Material supplied:
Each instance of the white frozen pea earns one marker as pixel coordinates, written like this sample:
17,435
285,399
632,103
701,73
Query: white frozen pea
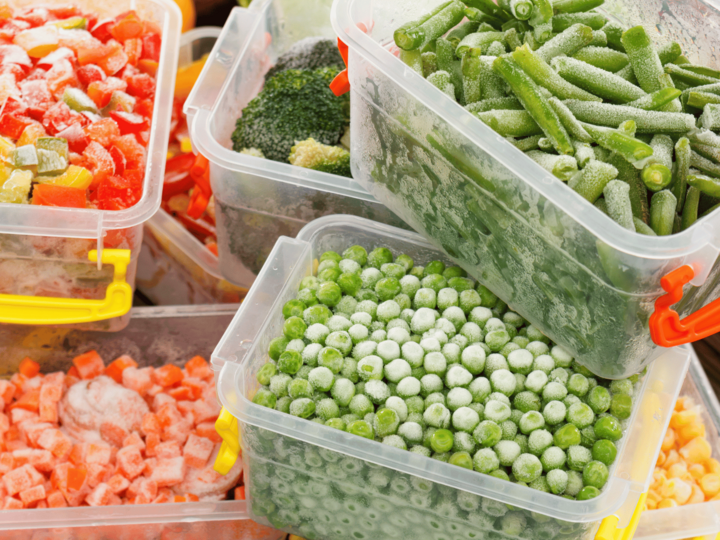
397,370
388,350
458,397
423,320
437,415
457,376
398,335
473,359
413,353
465,419
398,405
408,387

The exercise: Output the lines above exactly as they appear, leaving out the picture.

Written reply:
Each instance of the white frozen pea earns one marker as pixel coordinates, written like this sample:
17,435
285,399
632,103
701,73
Query: white frozen pea
397,370
388,350
458,397
423,320
437,415
457,376
398,335
473,359
413,353
465,419
398,405
408,387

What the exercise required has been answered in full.